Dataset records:

>> begin

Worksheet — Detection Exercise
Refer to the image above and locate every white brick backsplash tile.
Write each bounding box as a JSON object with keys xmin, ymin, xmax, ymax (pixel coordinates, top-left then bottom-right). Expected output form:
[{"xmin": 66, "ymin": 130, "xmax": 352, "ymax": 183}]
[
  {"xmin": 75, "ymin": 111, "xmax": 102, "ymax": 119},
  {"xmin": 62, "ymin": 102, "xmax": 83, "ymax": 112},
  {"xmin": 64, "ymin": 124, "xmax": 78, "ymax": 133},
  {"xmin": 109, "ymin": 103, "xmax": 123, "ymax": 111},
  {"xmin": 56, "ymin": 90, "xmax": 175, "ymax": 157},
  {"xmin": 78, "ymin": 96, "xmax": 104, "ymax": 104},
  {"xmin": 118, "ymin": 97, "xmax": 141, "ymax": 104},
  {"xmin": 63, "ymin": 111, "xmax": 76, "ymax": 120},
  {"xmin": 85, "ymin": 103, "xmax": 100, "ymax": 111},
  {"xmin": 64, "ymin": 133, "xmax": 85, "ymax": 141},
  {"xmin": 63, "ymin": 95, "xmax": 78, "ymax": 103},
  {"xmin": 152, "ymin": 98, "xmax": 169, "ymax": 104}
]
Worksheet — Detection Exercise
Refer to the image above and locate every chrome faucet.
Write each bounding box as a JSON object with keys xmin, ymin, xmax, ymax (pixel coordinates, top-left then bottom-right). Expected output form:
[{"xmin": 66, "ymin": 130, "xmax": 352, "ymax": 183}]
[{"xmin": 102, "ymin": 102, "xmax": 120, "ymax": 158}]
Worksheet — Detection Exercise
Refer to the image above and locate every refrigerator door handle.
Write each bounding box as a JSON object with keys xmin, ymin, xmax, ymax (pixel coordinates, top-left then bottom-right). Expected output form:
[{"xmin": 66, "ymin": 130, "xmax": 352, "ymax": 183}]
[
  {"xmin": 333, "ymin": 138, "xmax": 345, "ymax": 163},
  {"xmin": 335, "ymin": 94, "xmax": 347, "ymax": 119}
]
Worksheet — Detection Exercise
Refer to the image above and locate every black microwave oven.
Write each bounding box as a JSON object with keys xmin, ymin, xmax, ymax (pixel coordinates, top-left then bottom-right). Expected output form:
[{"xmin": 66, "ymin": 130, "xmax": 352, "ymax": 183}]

>> end

→ WRITTEN REQUEST:
How many lines in the items above contain the word "Refer"? Reply with the number alone.

→ ANSWER TO THIS EXERCISE:
4